— Work item —
Repeat the listing that follows, character for character, minus the pictures.

— Data to examine —
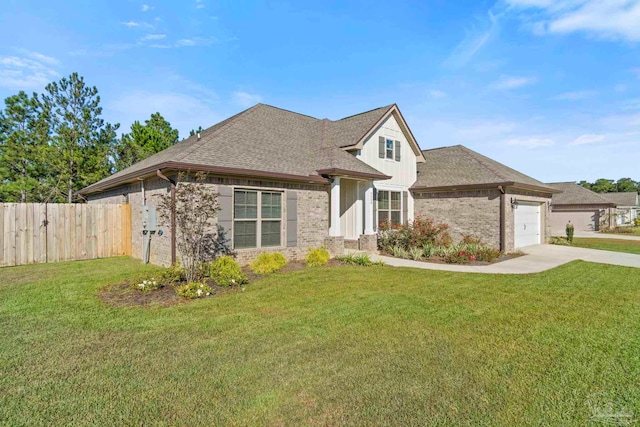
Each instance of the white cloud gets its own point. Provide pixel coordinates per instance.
(610, 19)
(153, 37)
(245, 99)
(33, 71)
(473, 42)
(530, 142)
(575, 96)
(512, 82)
(588, 139)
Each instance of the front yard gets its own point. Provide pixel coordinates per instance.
(613, 244)
(345, 345)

— Solution for this exercise —
Each instance of the white cloud gets its own point. Provide pixel coordinates per instance.
(610, 19)
(153, 37)
(245, 99)
(33, 71)
(473, 42)
(530, 142)
(575, 96)
(512, 82)
(588, 139)
Each instance of the front yard gets its own point. Provide pixel coordinates per instance.
(613, 244)
(345, 345)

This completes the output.